**LISTED ENTRIES:**
◆ ◆ ◆

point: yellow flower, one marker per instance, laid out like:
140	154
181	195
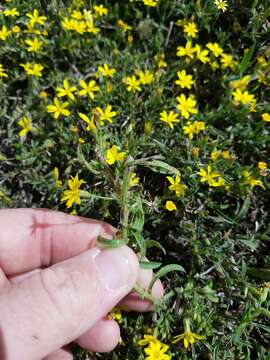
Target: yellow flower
221	5
186	106
11	12
146	77
243	97
34	45
134	180
202	54
4	33
88	89
227	61
72	195
100	10
3	72
152	3
170	205
188	50
208	175
266	117
249	180
90	122
169	118
133	84
66	90
156	351
26	126
124	26
58	108
33	69
176	185
215	48
241	83
184	80
106	115
113	155
188	337
106	71
58	183
191	29
35	18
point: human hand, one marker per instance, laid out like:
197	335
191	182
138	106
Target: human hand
57	286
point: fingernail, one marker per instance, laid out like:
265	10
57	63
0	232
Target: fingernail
116	266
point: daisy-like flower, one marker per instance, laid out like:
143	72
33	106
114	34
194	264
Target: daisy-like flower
72	195
221	5
88	89
156	351
191	29
176	185
184	80
66	90
58	108
169	118
186	105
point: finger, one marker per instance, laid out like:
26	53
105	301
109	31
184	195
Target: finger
60	355
57	305
102	337
33	238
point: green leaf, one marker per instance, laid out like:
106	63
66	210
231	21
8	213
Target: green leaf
110	244
246	59
163	271
259	273
149	265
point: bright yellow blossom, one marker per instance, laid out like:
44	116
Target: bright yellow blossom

◆ ◆ ◆

**TASK TO CARRY OUT:**
Copy out all of the items above, changing every "one marker per instance" to "a single marker for each instance" and keeping everything else the same. Leave the picture out of your copy.

**OUTPUT OF THE TASK:**
point: yellow flower, a single marker for each instance, laid out like:
140	154
181	195
Target: yellow flower
221	5
186	106
11	12
146	77
243	97
34	45
134	180
202	54
4	33
88	89
227	61
72	195
100	10
3	72
152	3
170	205
188	50
208	175
266	117
249	180
90	122
169	118
133	84
66	90
156	351
26	126
124	26
58	108
33	69
176	185
215	48
241	83
184	80
106	115
113	155
188	337
106	71
58	183
191	29
35	18
point: human hand, a single marker for each instance, laid out like:
197	335
191	182
138	106
Target: human hand
57	286
point: fingernail, a single marker for each instance, laid out like:
265	10
57	63
0	232
Target: fingernail
116	266
point: daisy-like flower, a single marker for each instance, laid out like:
143	72
33	106
114	34
194	264
Target: daisy-like flower
72	195
221	5
88	89
156	351
191	29
176	185
184	80
66	90
58	108
169	118
186	105
point: finger, a single marker for each instance, laid out like:
26	53
105	301
109	31
184	195
Target: finger
60	355
57	305
102	337
33	238
point: green leaf, a single marker for each instance, laid out like:
106	63
66	210
231	21
8	213
Target: green leaf
110	244
246	59
163	271
259	273
149	265
point: bright yellow blossom, a single marker for each instance, laid out like:
44	116
Target: bright yellow blossom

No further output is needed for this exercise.